Provided records start

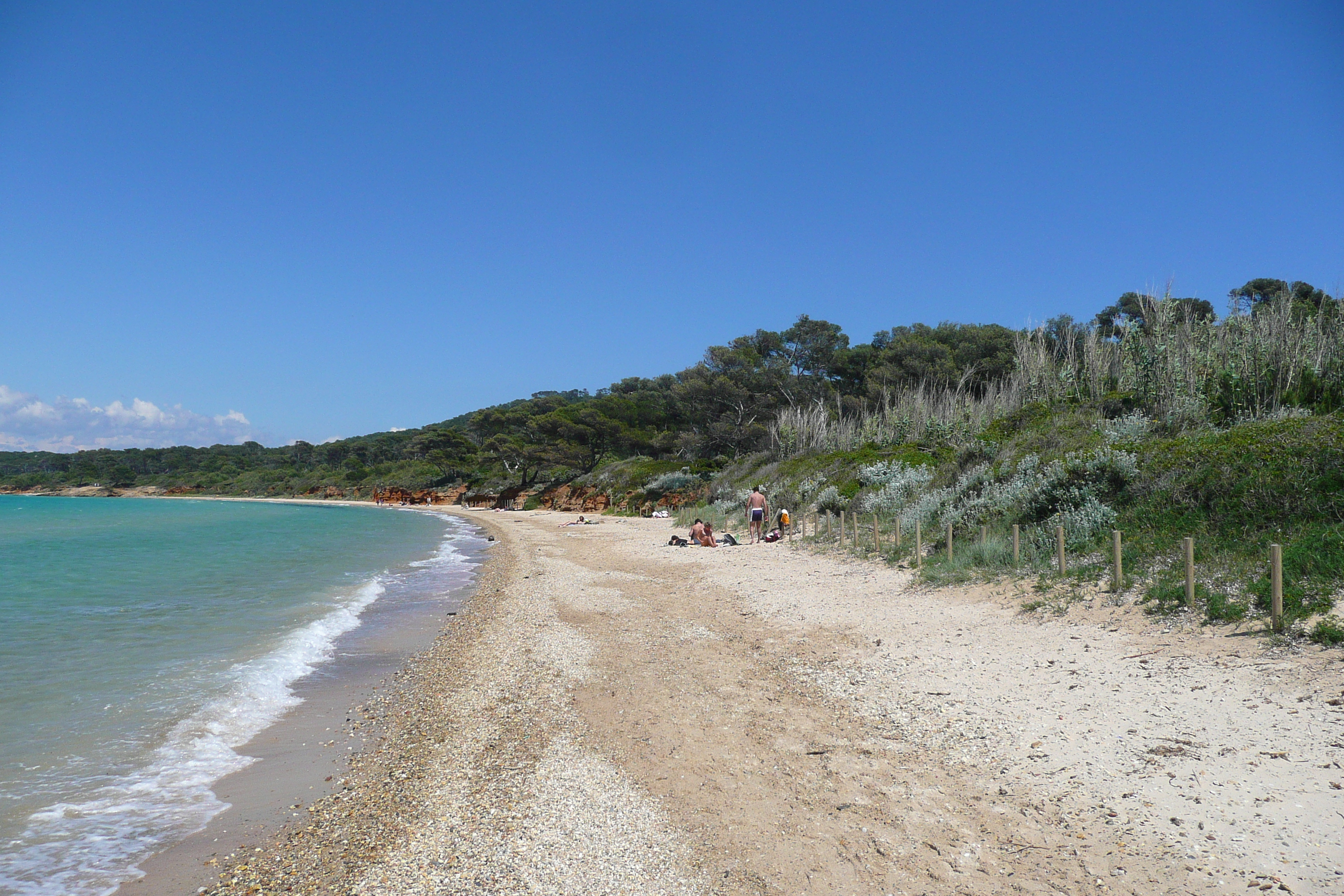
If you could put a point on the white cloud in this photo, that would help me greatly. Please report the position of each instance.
(29, 424)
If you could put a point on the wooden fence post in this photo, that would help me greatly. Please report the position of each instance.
(1189, 545)
(1276, 588)
(1117, 578)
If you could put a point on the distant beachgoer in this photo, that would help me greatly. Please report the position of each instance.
(759, 509)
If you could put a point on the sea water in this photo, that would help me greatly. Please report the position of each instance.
(144, 641)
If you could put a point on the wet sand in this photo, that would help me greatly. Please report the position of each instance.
(612, 715)
(304, 756)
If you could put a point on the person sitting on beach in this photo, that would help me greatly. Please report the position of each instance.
(708, 539)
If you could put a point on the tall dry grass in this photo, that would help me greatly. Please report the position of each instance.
(1179, 372)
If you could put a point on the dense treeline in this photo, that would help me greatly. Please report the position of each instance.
(714, 412)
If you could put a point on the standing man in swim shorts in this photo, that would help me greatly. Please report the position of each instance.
(759, 509)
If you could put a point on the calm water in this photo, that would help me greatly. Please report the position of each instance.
(142, 641)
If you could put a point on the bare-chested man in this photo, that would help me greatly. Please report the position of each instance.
(759, 511)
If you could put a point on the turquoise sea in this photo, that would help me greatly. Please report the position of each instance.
(144, 641)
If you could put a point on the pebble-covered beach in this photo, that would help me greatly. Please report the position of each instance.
(612, 715)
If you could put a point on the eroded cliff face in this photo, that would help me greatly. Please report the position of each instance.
(424, 496)
(576, 499)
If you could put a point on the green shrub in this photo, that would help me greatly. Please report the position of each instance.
(1329, 632)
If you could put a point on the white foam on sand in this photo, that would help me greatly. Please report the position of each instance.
(92, 847)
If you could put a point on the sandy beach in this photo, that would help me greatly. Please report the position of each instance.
(612, 715)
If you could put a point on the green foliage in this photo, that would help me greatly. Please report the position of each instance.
(1329, 632)
(1219, 608)
(1313, 568)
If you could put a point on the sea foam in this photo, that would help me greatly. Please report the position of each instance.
(93, 845)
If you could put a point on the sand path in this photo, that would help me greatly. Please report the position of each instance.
(627, 718)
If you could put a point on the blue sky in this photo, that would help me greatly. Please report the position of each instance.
(331, 219)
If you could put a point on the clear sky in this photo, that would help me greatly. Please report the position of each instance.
(331, 219)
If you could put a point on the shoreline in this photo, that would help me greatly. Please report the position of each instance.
(304, 754)
(616, 715)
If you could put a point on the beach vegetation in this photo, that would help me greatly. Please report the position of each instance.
(1159, 418)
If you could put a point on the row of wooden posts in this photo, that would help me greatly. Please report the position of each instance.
(1276, 555)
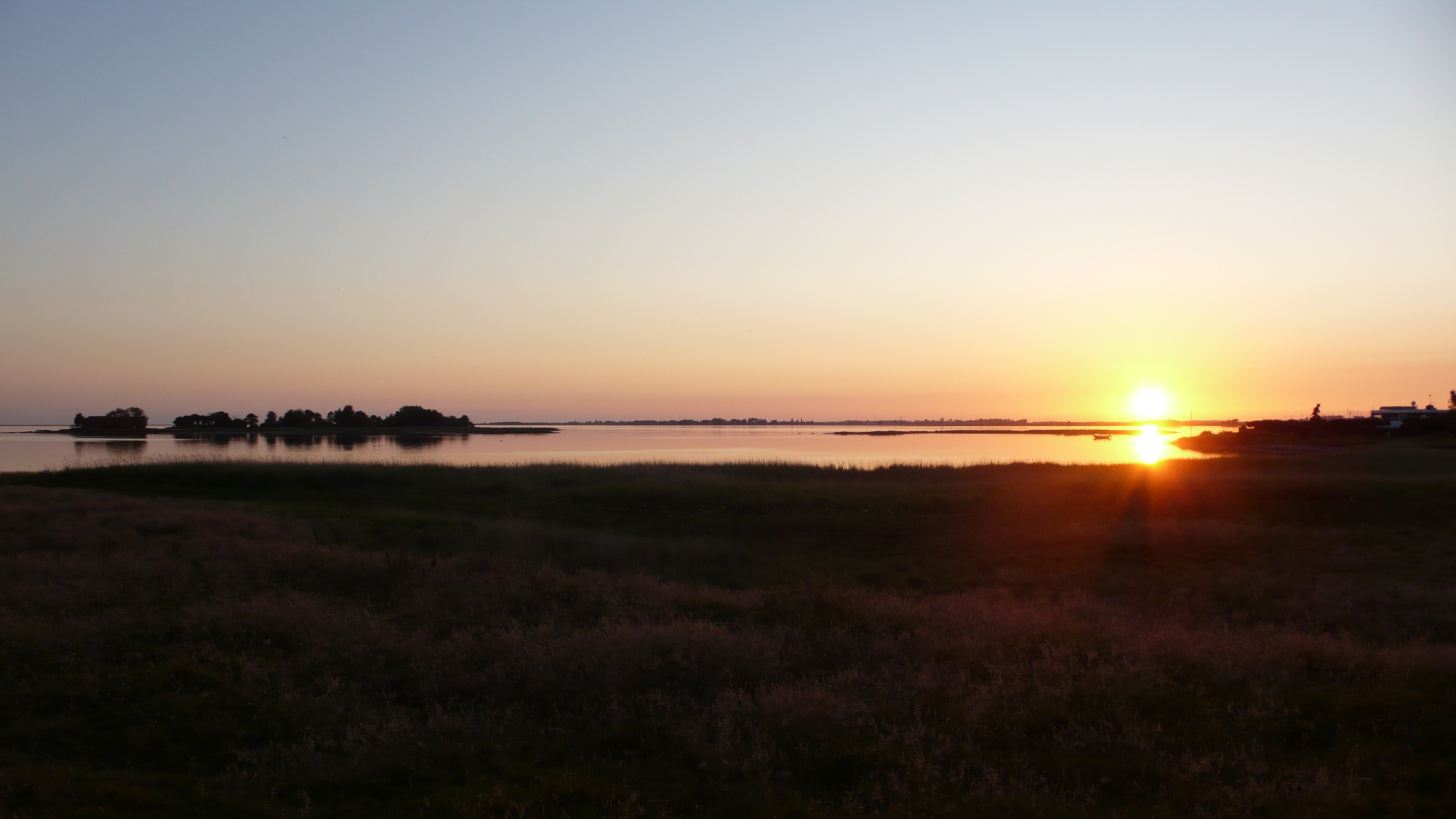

Provided records end

Reproduce every item above verbatim, omitting the pictures.

* Problem solution *
If you could put a point on the white cloud in this photo, that would help me greatly. Please report the position of each instance.
(29, 424)
If you could put a point on the wooden fence post in this photo, that would help me greatly. Please report the position of each instance.
(1189, 545)
(1276, 588)
(1117, 578)
If you could put a point on the distant beachgoer in this photo, that would help me greatly. Please report the position of each instance.
(759, 509)
If you could put a point on the sea water in this photo, that would help me greatly. Please report the position of each instance.
(144, 641)
If you could put a point on the wet sand in this photo, that would help me greatly. Please report the position of each instance.
(612, 715)
(304, 756)
If you could put a point on the person sitting on beach in this photo, that would help me greatly. Please report the position of each instance.
(708, 539)
If you could put a point on the tall dry grass in this photo, that would help me greatly. Please report the position of each instance.
(1179, 372)
If you could put a point on the dense treeline in this photo, that would help me greatly. Please report the position of each instance.
(714, 412)
If you could put a point on the standing man in swim shorts in this photo, that would help me greatly. Please report the position of each instance.
(759, 509)
If you could put a point on the calm water in this photo, that would help me greatly. Please report the position of each instance.
(142, 641)
If you could put a point on the bare-chested man in this photo, that would help me greatly. Please report the position of each instance.
(759, 511)
If you could put a point on the turquoise sea in this photo, that would help me greatly. Please report the position of each instance.
(144, 641)
If you could put a point on the pebble-covered beach in this photo, that would help me greatly. Please report the position of each instance.
(612, 715)
If you could put a point on the eroded cliff face in this photo, that would help me greatly. Please report the position of each instance.
(424, 496)
(576, 499)
If you could put a point on the green shrub in this photo, that would help me greatly. Please report the position of each instance.
(1329, 632)
If you could put a point on the white foam on sand in this photo, that would help me greatly. Please report the position of each instance.
(92, 847)
If you could put a point on the sandy beach in this photo, that would help me greatly. Please report the position of each instance.
(612, 715)
If you could put a point on the green foliage in this photo, that would help me greatly. Please report the position of each instance.
(1329, 632)
(1219, 608)
(1313, 568)
If you could put a point on the sea foam in this photo, that would help me greatly. Please report the position of each instance.
(93, 845)
If you could put a point on the sand path in this photo, that would help me greatly. Please report the position of each instance.
(627, 718)
If you could put a point on the blue sky in this photo, that would help me greatly. Please report the position of each instance.
(331, 219)
If you could put a point on the clear sky in this photo, that would help me greatly. Please report the position of each instance.
(331, 219)
If you could put a point on the shoreline in this photo, that would help me greatly. Please report the position of each instance.
(304, 754)
(616, 715)
If you could put a point on the beach vegetation in this photo, that would help me greatly. Please report the position of each instance.
(1159, 418)
If you could put a point on the row of wooden posts in this photo, that would help me greatly. Please report the position of each instance.
(1276, 555)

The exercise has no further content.